Objective =>
Write out the lines exactly, from the line that contains "809, row 719." through the end of the lines.

Point placement lines:
-------------------------

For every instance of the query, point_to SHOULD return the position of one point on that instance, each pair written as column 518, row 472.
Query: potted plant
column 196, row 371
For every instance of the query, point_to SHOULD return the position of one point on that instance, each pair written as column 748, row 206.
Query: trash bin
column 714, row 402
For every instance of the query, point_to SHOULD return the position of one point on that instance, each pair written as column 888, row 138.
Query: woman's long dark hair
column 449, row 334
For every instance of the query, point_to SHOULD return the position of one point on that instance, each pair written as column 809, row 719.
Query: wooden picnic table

-------------------------

Task result =>
For every instance of the query, point_to SHOULD return the position of one point on that instance, each pair written as column 809, row 719.
Query: wooden picnic table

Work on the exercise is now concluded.